Merge branch 'scaled_adam_exp467' into scaled_adam_exp472

2025-12-11 06:55:27 +00:00 · 2022-11-23 14:13:19 +08:00 · 2022-11-23 14:13:19 +08:00 · edd4bf5312
commit edd4bf5312
parent d95571eacf 066f1e4658
2 changed files with 79 additions and 2 deletions
--- a/egs/librispeech/ASR/pruned_transducer_stateless7/scaling.py
+++ b/egs/librispeech/ASR/pruned_transducer_stateless7/scaling.py
@ -928,7 +928,6 @@ class DoubleSwishFunction(torch.autograd.Function):
        d = (d * ((ceil - floor) / 255.0) + floor)
        return (y_grad * d)

-
 class DoubleSwish(torch.nn.Module):
    def forward(self, x: Tensor) -> Tensor:
        """Return double-swish activation function which is an approximation to Swish(Swish(x)),
@ -939,6 +938,68 @@ class DoubleSwish(torch.nn.Module):
        return DoubleSwishFunction.apply(x)


+class TanSwishFunction(torch.autograd.Function):
+    """
+      double_swish(x) = tan(x) * torch.sigmoid(x-1)
+
+
+      entering: d/dx(tanh(x) * sigmoid(x-1))
+      into wolfram alpha, I see that the range of this function is
+        -0.0498087 <= y <= 0.417894
+      let's make it (as we don't know how this was rounded):
+        -0.0498088 <= y <= 0.417895
+    """
+
+    @staticmethod
+    def forward(ctx, x: Tensor) -> Tensor:
+        requires_grad = x.requires_grad
+        if not requires_grad:
+            return torch.tanh(x) * torch.sigmoid(x - 1.0)

# # # # # # #

### EXERCISES:
1. Answer these from the commit diff:
(a) Which branch is merged into which?
(b) How many additions and deletions does the commit report?
(c) What output range does the docstring settle on after allowing for rounding?
2. Extract the passage of the commit diff that begins at the words "return (y_grad *" and ends after the words "tan(x) * torch.sigmoid(x-1)".
The listing comes from a source unrelated to the commit diff.

### DATASET SECTION:
# # # # # # #

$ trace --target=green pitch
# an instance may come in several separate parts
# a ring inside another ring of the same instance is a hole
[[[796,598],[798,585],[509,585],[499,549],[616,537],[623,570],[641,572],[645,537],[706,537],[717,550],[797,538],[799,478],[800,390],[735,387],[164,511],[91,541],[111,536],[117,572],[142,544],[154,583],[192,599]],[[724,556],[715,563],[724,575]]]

# # # # # # #

### SOLUTIONS FOR EACH TASK:
1.
(a) 'scaled_adam_exp467' is merged into scaled_adam_exp472.
(b) 79 additions and 2 deletions.
(c) -0.0498088 <= y <= 0.417895

2.
return (y_grad * d)

-
 class DoubleSwish(torch.nn.Module):
    def forward(self, x: Tensor) -> Tensor:
        """Return double-swish activation function which is an approximation to Swish(Swish(x)),
@ -939,6 +938,68 @@ class DoubleSwish(torch.nn.Module):
        return DoubleSwishFunction.apply(x)


+class TanSwishFunction(torch.autograd.Function):
+    """
+      double_swish(x) = tan(x) * torch.sigmoid(x-1)